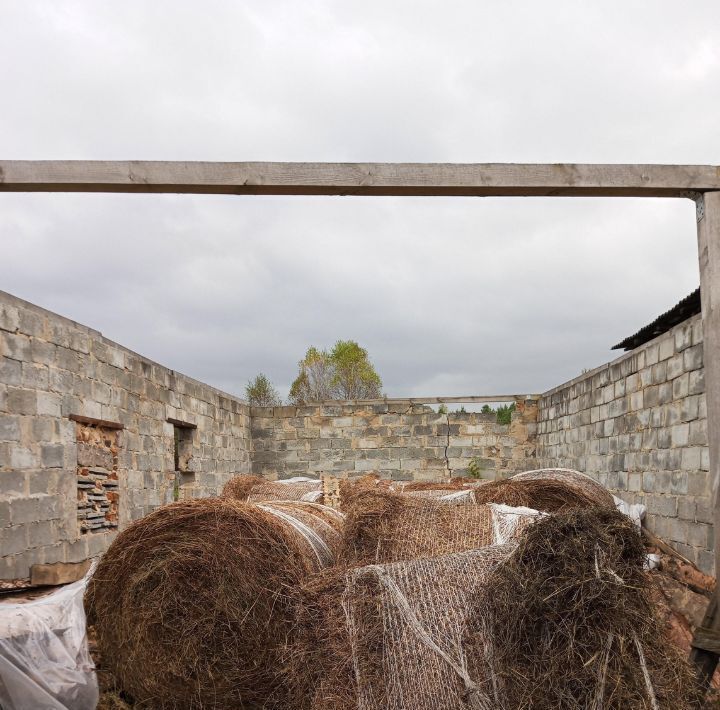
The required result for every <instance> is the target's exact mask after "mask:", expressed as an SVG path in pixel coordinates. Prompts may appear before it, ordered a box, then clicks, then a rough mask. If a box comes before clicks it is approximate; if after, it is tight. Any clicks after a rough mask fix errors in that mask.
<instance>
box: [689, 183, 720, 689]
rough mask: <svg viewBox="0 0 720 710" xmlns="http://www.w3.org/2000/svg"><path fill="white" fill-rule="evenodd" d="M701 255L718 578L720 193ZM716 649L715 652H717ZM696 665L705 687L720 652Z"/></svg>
mask: <svg viewBox="0 0 720 710" xmlns="http://www.w3.org/2000/svg"><path fill="white" fill-rule="evenodd" d="M697 217H698V223H697V225H698V229H697V232H698V256H699V259H700V297H701V303H702V320H703V353H704V358H703V359H704V367H705V399H706V401H707V429H708V448H709V453H710V474H709V475H710V482H709V483H710V488H711V493H712V496H713V500H714V505H715V514H714V527H715V529H714V534H715V575H716V576H717V571H718V555H720V485H719V484H720V357H719V356H718V353H720V192H708V193H706V194H705V195H703V196H702V197H700V198H699V199H698V206H697ZM719 610H720V584H716V585H715V593H714V595H713V599H712V602H711V603H710V605H709V606H708V609H707V612H706V614H705V618H704V619H703V623H702V627H703V628H704V629H706V630H708V631H709V632H714V633H717V632H720V612H719ZM713 649H714V650H713ZM690 658H691V660H692V661H693V662H694V663H695V665H696V667H697V669H698V671H699V673H700V677H701V678H702V680H703V682H704V684H705V686H706V687H707V685H709V683H710V679H711V678H712V676H713V673H714V672H715V668H716V667H717V663H718V649H717V648H715V647H712V648H710V647H708V644H704V645H702V646H700V647H694V648H693V650H692V652H691V654H690Z"/></svg>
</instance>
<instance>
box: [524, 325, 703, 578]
mask: <svg viewBox="0 0 720 710" xmlns="http://www.w3.org/2000/svg"><path fill="white" fill-rule="evenodd" d="M706 419H707V410H706V406H705V380H704V371H703V344H702V321H701V317H700V316H699V315H698V316H694V317H693V318H690V319H688V320H687V321H685V322H684V323H682V324H680V325H678V326H676V327H675V328H673V329H672V330H670V331H668V332H667V333H664V334H663V335H660V336H659V337H657V338H656V339H655V340H653V341H651V342H649V343H647V344H645V345H643V346H641V347H639V348H637V349H636V350H633V351H631V352H629V353H627V354H626V355H623V356H622V357H620V358H618V359H617V360H615V361H613V362H611V363H609V364H607V365H603V366H602V367H599V368H597V369H595V370H592V371H591V372H588V373H586V374H584V375H582V376H580V377H578V378H576V379H574V380H572V381H570V382H568V383H566V384H564V385H560V386H559V387H556V388H554V389H552V390H550V391H549V392H546V393H545V394H544V395H543V396H542V398H541V399H540V403H539V410H538V441H537V457H538V465H539V466H563V467H567V468H575V469H578V470H580V471H585V472H586V473H589V474H591V475H593V476H594V477H596V478H597V479H598V480H599V481H600V483H602V484H603V485H605V486H607V487H608V488H609V489H610V490H612V491H613V492H614V493H615V495H617V496H618V497H620V498H623V499H624V500H627V501H628V502H638V503H644V504H645V505H646V506H647V518H646V524H647V527H648V529H649V530H651V531H653V532H655V533H656V534H657V535H659V536H660V537H662V538H663V539H665V540H667V541H668V542H670V543H671V544H672V545H673V546H674V547H675V548H676V549H677V550H678V551H679V552H681V553H682V554H683V555H685V556H686V557H688V558H689V559H691V560H692V561H693V562H695V563H696V564H697V565H698V566H699V567H700V568H701V569H702V570H703V571H705V572H709V573H712V571H713V561H714V555H713V530H712V527H713V526H712V522H713V508H712V496H711V482H710V476H709V473H708V469H709V458H708V448H707V443H708V442H707V421H706Z"/></svg>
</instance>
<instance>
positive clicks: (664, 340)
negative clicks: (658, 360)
mask: <svg viewBox="0 0 720 710" xmlns="http://www.w3.org/2000/svg"><path fill="white" fill-rule="evenodd" d="M658 346H659V351H658V358H659V359H660V360H661V361H662V360H667V359H668V358H671V357H672V356H673V355H674V354H675V339H674V338H673V337H671V336H670V337H666V338H663V339H662V340H661V341H660V342H659V343H658Z"/></svg>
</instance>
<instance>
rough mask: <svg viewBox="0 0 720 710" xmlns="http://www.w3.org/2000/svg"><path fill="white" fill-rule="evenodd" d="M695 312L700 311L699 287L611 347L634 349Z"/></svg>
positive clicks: (617, 349)
mask: <svg viewBox="0 0 720 710" xmlns="http://www.w3.org/2000/svg"><path fill="white" fill-rule="evenodd" d="M697 313H700V288H699V287H698V288H697V289H695V290H694V291H693V292H692V293H691V294H690V295H689V296H686V297H685V298H683V300H682V301H680V303H678V304H677V305H676V306H673V307H672V308H671V309H670V310H669V311H667V312H666V313H663V314H662V315H661V316H658V317H657V318H656V319H655V320H654V321H653V322H652V323H650V324H649V325H646V326H645V327H644V328H640V330H638V332H637V333H635V334H634V335H631V336H629V337H628V338H625V340H622V341H621V342H619V343H618V344H617V345H613V347H612V349H613V350H620V349H623V350H634V349H635V348H637V347H639V346H640V345H642V344H643V343H647V342H648V341H650V340H652V339H653V338H657V336H658V335H662V334H663V333H667V331H668V330H670V328H672V327H673V326H676V325H678V324H679V323H682V322H683V321H686V320H687V319H688V318H690V317H692V316H694V315H696V314H697Z"/></svg>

* * *

| TASK OBJECTIVE |
The reply has to reproduce every line above verbatim and contain no pictures.

| RESPONSE |
The required result for every <instance> is the target's exact mask after "mask:", expressed as an SVG path in pixel coordinates. Prompts may appear before it, ordered a box, then clicks, then a rough mask. If a box comes before clicks it is approximate; if after, it is tight. Any clicks after a rough mask fix errors in that mask.
<instance>
box: [689, 183, 720, 689]
rough mask: <svg viewBox="0 0 720 710" xmlns="http://www.w3.org/2000/svg"><path fill="white" fill-rule="evenodd" d="M701 255L718 578L720 193ZM716 649L715 652H717ZM696 665L705 687L720 652Z"/></svg>
mask: <svg viewBox="0 0 720 710" xmlns="http://www.w3.org/2000/svg"><path fill="white" fill-rule="evenodd" d="M697 217H698V223H697V225H698V229H697V232H698V256H699V259H700V297H701V303H702V320H703V353H704V358H703V359H704V367H705V399H706V401H707V429H708V448H709V453H710V474H709V475H710V482H709V483H710V488H711V493H712V496H713V500H714V505H715V514H714V527H715V529H714V534H715V575H716V576H717V571H718V555H720V485H719V484H720V357H719V356H718V353H720V192H708V193H706V194H705V195H703V196H702V197H700V198H699V199H698V206H697ZM719 610H720V584H716V585H715V593H714V595H713V599H712V602H711V603H710V605H709V606H708V609H707V612H706V614H705V618H704V619H703V623H702V627H703V628H704V629H706V630H708V631H709V632H714V633H717V632H720V612H719ZM713 649H714V650H713ZM690 658H691V660H692V661H693V662H694V663H695V665H696V667H697V669H698V671H699V673H700V677H701V678H702V680H703V682H704V684H705V686H706V687H707V685H709V683H710V679H711V678H712V676H713V673H714V672H715V668H716V667H717V663H718V649H717V648H715V647H712V648H710V647H708V644H704V645H702V646H700V647H694V648H693V650H692V652H691V654H690Z"/></svg>
</instance>
<instance>
box: [524, 325, 703, 578]
mask: <svg viewBox="0 0 720 710" xmlns="http://www.w3.org/2000/svg"><path fill="white" fill-rule="evenodd" d="M706 419H707V410H706V406H705V380H704V371H703V344H702V321H701V317H700V316H699V315H698V316H694V317H693V318H690V319H688V320H687V321H685V322H684V323H682V324H680V325H678V326H676V327H675V328H673V329H672V330H670V331H668V332H667V333H664V334H663V335H660V336H659V337H657V338H656V339H655V340H653V341H651V342H649V343H647V344H645V345H643V346H641V347H639V348H637V349H636V350H633V351H631V352H629V353H627V354H626V355H623V356H622V357H620V358H618V359H617V360H615V361H613V362H611V363H609V364H607V365H603V366H602V367H599V368H597V369H595V370H592V371H591V372H588V373H586V374H584V375H582V376H580V377H578V378H576V379H574V380H572V381H570V382H568V383H566V384H564V385H560V386H559V387H556V388H554V389H552V390H550V391H549V392H546V393H545V394H544V395H543V396H542V398H541V399H540V403H539V410H538V441H537V457H538V465H539V466H563V467H567V468H575V469H578V470H580V471H585V472H586V473H589V474H591V475H593V476H594V477H596V478H597V479H598V480H599V481H600V483H602V484H603V485H605V486H607V487H608V488H609V489H610V490H612V491H613V492H614V493H615V495H617V496H618V497H620V498H623V499H624V500H627V501H628V502H638V503H644V504H645V505H646V506H647V518H646V524H647V527H648V529H649V530H651V531H653V532H655V533H656V534H657V535H659V536H660V537H662V538H663V539H665V540H667V541H668V542H670V543H671V544H672V545H673V546H674V547H675V548H676V549H677V550H678V551H679V552H681V553H682V554H683V555H685V556H686V557H688V558H689V559H691V560H692V561H693V562H695V563H696V564H697V565H698V566H699V567H700V568H701V569H702V570H703V571H705V572H709V573H712V571H713V561H714V555H713V530H712V527H713V526H712V522H713V508H712V496H711V482H710V476H709V473H708V469H709V458H708V448H707V443H708V442H707V421H706Z"/></svg>
</instance>
<instance>
positive clicks: (664, 340)
negative clicks: (658, 360)
mask: <svg viewBox="0 0 720 710" xmlns="http://www.w3.org/2000/svg"><path fill="white" fill-rule="evenodd" d="M658 346H659V351H658V358H659V359H660V360H661V361H662V360H667V359H668V358H671V357H672V356H673V355H674V354H675V339H674V338H673V337H671V336H670V337H666V338H663V339H662V340H661V341H660V342H659V343H658Z"/></svg>
</instance>
<instance>
rough mask: <svg viewBox="0 0 720 710" xmlns="http://www.w3.org/2000/svg"><path fill="white" fill-rule="evenodd" d="M695 312L700 311L699 287L611 347L634 349Z"/></svg>
positive clicks: (617, 349)
mask: <svg viewBox="0 0 720 710" xmlns="http://www.w3.org/2000/svg"><path fill="white" fill-rule="evenodd" d="M697 313H700V288H699V287H698V288H697V289H695V290H694V291H693V292H692V293H691V294H690V295H689V296H686V297H685V298H683V300H682V301H680V303H678V304H677V305H676V306H673V307H672V308H671V309H670V310H669V311H667V312H666V313H663V314H662V315H661V316H658V317H657V318H656V319H655V320H654V321H653V322H652V323H650V324H649V325H646V326H645V327H644V328H640V330H638V332H637V333H635V334H634V335H631V336H629V337H628V338H625V340H622V341H621V342H619V343H618V344H617V345H613V347H612V349H613V350H620V349H623V350H634V349H635V348H637V347H639V346H640V345H642V344H643V343H647V342H648V341H650V340H652V339H653V338H657V336H658V335H662V334H663V333H667V331H668V330H670V328H672V327H673V326H676V325H678V324H679V323H682V322H683V321H686V320H687V319H688V318H690V317H692V316H694V315H696V314H697Z"/></svg>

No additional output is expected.